Data extracted from a collection:
※

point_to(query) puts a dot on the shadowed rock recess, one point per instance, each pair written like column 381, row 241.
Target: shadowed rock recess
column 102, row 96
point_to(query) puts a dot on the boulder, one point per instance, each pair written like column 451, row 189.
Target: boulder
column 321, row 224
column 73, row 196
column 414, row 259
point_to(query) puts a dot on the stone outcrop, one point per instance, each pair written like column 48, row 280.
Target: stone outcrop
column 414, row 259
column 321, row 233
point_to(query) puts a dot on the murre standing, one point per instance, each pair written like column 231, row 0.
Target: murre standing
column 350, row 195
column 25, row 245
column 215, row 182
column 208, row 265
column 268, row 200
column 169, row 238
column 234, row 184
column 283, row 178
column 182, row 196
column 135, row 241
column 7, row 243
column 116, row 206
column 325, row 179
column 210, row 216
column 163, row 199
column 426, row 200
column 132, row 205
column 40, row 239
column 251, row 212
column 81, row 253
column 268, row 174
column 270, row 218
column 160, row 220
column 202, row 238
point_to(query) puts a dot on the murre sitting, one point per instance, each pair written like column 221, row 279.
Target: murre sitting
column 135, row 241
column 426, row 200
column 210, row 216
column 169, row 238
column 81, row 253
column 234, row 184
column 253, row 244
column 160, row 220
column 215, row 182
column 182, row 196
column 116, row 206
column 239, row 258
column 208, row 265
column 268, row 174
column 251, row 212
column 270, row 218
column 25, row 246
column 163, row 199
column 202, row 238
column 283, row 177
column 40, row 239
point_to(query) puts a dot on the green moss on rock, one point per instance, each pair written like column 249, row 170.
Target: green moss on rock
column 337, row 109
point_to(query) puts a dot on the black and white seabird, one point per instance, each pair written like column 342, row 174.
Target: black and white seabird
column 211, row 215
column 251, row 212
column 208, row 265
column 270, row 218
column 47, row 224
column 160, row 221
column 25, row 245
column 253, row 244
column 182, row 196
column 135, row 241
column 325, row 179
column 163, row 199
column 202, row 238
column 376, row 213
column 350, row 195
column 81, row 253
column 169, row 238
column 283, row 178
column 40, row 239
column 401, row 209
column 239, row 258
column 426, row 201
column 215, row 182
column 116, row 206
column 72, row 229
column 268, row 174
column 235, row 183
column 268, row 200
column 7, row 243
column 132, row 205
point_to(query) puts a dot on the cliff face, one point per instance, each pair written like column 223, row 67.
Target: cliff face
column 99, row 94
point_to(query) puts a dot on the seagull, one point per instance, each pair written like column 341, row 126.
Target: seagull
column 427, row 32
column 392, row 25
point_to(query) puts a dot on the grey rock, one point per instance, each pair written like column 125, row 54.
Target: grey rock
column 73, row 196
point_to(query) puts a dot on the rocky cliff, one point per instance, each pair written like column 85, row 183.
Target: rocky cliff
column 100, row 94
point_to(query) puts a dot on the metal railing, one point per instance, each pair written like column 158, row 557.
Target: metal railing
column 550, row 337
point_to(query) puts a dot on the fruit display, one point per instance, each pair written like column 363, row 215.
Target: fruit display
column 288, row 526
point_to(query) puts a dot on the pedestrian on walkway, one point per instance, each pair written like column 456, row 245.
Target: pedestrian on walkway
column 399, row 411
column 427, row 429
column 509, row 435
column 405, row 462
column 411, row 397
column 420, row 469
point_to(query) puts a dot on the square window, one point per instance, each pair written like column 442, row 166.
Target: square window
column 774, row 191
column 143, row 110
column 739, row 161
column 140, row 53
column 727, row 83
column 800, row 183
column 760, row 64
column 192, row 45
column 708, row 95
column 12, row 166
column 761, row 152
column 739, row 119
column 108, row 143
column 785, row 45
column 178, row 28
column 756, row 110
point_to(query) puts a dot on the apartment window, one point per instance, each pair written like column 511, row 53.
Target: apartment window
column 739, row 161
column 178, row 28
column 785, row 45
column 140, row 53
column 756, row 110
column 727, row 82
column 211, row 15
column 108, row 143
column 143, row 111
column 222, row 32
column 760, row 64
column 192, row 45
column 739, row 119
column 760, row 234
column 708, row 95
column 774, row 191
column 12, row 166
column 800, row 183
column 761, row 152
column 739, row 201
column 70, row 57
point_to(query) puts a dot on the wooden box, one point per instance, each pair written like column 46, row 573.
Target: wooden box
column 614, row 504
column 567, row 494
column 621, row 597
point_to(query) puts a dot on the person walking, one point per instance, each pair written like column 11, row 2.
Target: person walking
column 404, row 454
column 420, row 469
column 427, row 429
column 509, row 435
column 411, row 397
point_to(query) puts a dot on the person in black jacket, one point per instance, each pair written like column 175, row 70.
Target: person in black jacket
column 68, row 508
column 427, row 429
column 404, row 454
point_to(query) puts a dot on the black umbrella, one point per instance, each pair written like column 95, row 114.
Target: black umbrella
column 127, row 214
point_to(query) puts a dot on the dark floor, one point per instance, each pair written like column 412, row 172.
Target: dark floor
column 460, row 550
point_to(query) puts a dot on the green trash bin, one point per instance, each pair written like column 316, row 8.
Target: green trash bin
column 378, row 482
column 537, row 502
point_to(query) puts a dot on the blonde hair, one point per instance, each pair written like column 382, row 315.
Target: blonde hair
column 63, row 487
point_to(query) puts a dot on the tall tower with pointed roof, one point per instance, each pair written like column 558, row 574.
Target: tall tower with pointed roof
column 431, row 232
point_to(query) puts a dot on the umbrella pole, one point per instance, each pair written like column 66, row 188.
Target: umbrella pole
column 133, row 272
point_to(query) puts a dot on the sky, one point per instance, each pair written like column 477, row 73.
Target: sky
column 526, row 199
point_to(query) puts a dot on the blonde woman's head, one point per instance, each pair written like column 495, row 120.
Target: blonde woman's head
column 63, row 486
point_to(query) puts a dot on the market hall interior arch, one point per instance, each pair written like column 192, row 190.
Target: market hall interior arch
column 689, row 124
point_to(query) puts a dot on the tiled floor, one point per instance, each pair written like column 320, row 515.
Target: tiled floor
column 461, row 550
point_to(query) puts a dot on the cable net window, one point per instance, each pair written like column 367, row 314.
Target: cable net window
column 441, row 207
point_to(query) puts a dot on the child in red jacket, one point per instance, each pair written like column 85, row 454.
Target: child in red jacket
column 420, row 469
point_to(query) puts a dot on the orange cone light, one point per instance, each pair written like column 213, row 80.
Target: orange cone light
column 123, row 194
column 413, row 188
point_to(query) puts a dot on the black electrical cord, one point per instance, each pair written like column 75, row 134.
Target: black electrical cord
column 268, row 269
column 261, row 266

※

_Work to complete_
Lines from the start of the entries through the one containing "point_to(query) puts a dot on the boulder, one" are to be set down again exactly, both ends included.

_Expected answer_
point_to(query) puts a dot on the shadowed rock recess, one point per instance, each pair written like column 381, row 241.
Target: shadowed rock recess
column 102, row 96
point_to(query) puts a dot on the boulder, one point per instance, each pair written like column 451, row 189.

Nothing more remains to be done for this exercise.